Work instructions –
**A)** Translate this sentence from the post on coupled ODEs into Spanish: "For this physical problem, it is desirable that the ODEs of first order obey other conditions:"
**B)** Pick up the post on solving coupled ODEs with the shooting method right after its last sentence, and continue writing it.

Selected extract –
I'm try solve the following coupled ODEs with boundary conditions:


$I. \ \ \ \ \ \ \ \dfrac{4}{r}[1+A(r)]\left(\dfrac{dH}{dr}\right)^2+\dfrac{dG}{dr}=0$


$II. \ \ \ \ \dfrac{1}{r}\left(\dfrac{dA}{dr}\right)+F(r)+k^2G(r)=0$



$III. \ \ \ \ \left(\dfrac{dG}{dr}\right)^2+4k^2\left(G(r)+\dfrac{F(r)}{k^2}\right)^2\left(\dfrac{dH}{dr}\right)^2-1.6H(r)\left(\dfrac{dH}{dr}\right)^2=0$


$IV. \ \ \ \ \dfrac{d^2F}{dr^2}+\dfrac{1}{r}\dfrac{dF}{dr}+\dfrac{1}{r}\dfrac{dA}{dr}-4k^2F(r)\left(\dfrac{dH}{dr}\right)^2=0$


where $k>0$. The boundary conditions are


$H(0)=1\\A(0)=0\\G(L)=0\\F'(0)=0, \ \ F(L)=0$


with $L$ being the boundary, such that can be adjusted in order to satisfy the boundary conditions above for each value of parameter $k$ choosed. For this physical problem, it is desirable that the ODEs of first order obey other conditions:


$H'(0)=0, \ \ H(L)=H'(L)=0\\A'(0)=0, \ \ A'(L)=0$


Thus, from ODEs, it is possible to conclude


The ODE $I$ guarantees $G'(0)=G'(L)=0$


The ODE $II$ guarantees $F(L)=0$


I tried solve, for example, with k=1 using the shooting method. In this case, it was only possible to execute up to $L = 1.45$ (end=1.45).



k = 1; eps = 10^-10; end = 1.45;
ode1 = 4 (h'[r] ^2) (a[r] + 1)/r == -G'[r];
ode2 = a'[r]/r == -(k^2) (G[r]) - f[r];
ode3 = (G'[r])^2 + 4 (k^2) (h'[r]^2) (G[r] + f[r]/k^2)^2 == (1.6) h[r] (h'[r]^2);
ode4 = f''[r] + f'[r]/r + (a'[r]/r) == 4 (k^2) (f[r]) ((h'[r])^2);
bcs = {h[eps] == (1 - eps), a[eps] == eps, G[end] == eps, f'[eps] == eps, f[end] == eps};

sol = NDSolve[{ode1, ode2, ode3, ode4, bcs}, {a, h, f, G}, {r, eps, end},
Method -> {"Shooting","StartingInitialConditions" -> {f[end] == eps, G[end] == eps}}];


Plot[Evaluate[{h[r], h'[r]} /. sol[[3]]], {r, eps, end},
PlotLegends -> {"H", "H'"}, PlotRange -> All]
Plot[Evaluate[{a[r], a'[r]} /. sol[[3]]], {r, eps, end},
PlotLegends -> {"A", "A'"}, PlotRange -> All]
Plot[Evaluate[{G[r], G'[r]} /. sol[[3]]], {r, eps, end},
PlotLegends -> {"G", "G'"}, PlotRange -> All]
Plot[Evaluate[{f[r], f'[r]} /. sol[[3]]], {r, eps, end},
PlotLegends -> {"F", "F'"}, PlotRange -> All]

enter image description here



However, for values $L>1.45$ appear the error message



"NDSolve::ndsz: At r == 1.294087660532624`, step size is effectively zero; singularity or stiff system suspected.."

Record list –
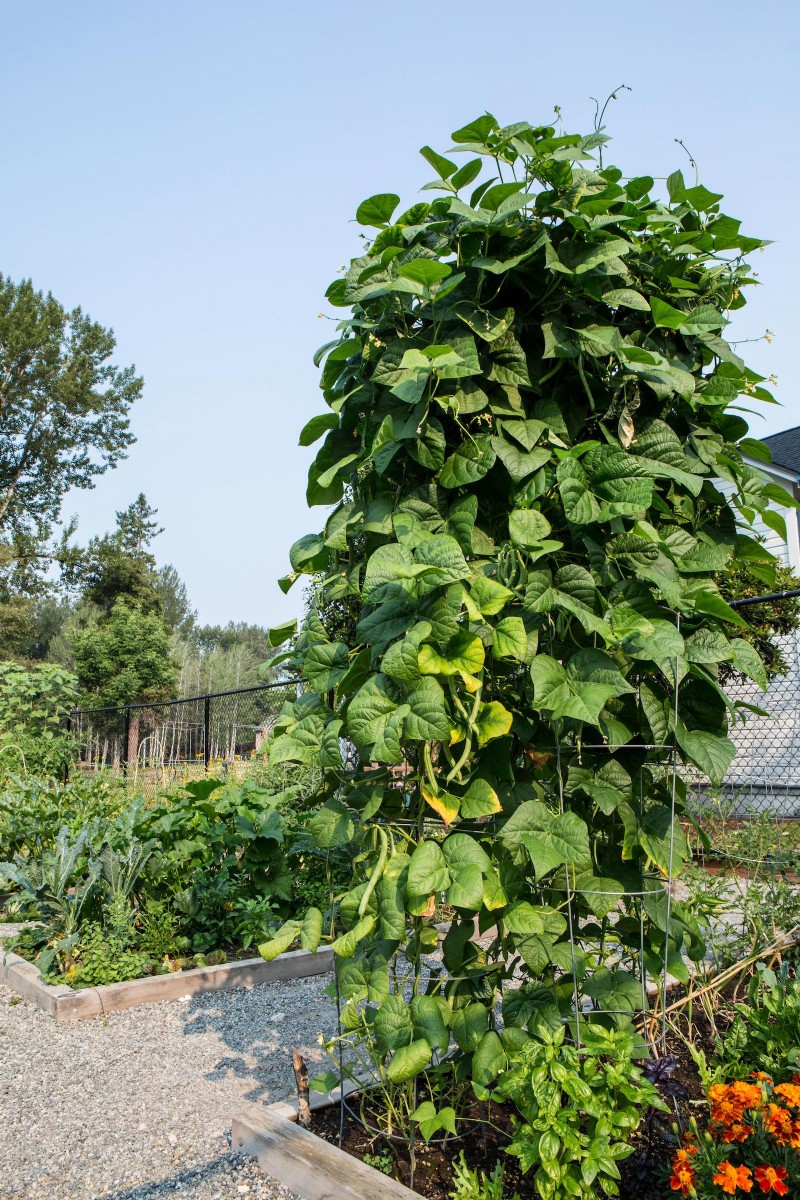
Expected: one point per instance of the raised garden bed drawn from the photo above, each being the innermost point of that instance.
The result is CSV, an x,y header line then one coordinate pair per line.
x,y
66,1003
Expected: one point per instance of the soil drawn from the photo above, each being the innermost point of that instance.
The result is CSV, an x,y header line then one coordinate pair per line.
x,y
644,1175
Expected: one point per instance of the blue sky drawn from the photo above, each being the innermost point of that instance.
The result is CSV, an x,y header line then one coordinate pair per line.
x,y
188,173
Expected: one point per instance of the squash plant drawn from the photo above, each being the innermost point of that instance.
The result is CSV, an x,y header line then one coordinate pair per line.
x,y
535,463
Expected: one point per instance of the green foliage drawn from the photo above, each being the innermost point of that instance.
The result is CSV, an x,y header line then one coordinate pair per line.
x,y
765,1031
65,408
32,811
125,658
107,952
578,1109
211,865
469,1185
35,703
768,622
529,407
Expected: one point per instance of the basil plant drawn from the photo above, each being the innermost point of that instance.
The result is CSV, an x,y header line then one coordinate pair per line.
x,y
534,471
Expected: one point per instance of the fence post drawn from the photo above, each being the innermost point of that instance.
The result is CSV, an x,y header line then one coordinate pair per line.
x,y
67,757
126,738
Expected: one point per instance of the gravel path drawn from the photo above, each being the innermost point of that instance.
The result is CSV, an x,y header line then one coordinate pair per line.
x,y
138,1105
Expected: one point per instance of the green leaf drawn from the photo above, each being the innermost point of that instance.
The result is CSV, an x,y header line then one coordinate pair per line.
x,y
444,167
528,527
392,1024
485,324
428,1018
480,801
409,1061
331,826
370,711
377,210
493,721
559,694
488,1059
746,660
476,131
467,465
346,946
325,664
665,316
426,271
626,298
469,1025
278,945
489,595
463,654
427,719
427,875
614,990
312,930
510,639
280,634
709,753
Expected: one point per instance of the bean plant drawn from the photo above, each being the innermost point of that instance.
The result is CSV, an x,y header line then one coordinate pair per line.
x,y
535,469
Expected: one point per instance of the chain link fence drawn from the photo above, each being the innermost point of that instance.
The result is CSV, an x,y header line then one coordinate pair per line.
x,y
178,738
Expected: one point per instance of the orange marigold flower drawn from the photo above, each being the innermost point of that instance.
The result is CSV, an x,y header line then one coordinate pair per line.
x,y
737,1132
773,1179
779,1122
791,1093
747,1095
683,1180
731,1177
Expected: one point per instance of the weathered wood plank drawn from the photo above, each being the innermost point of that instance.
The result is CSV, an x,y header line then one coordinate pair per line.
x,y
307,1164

The responses –
**A)** Para este problema físico, es deseable que las EDO de primer orden cumplan otras condiciones:

**B)**
But I believe it is possible to find the correct value of $L$ that satisfies all boundary conditions. The behavior of the functions by the plots suggests that this value can be near to 2 or 3. I can not resolve this error message for this problem.


Added_1: Specifically, I am interested in obtaining numerical solutions for the cases of $k=0.1$, $k=1$ and $k=2$. Then, there must be a value $L$ for each $k$ that satisfies all the boundary conditions of the problem.


Any help or altenative solution is welcome.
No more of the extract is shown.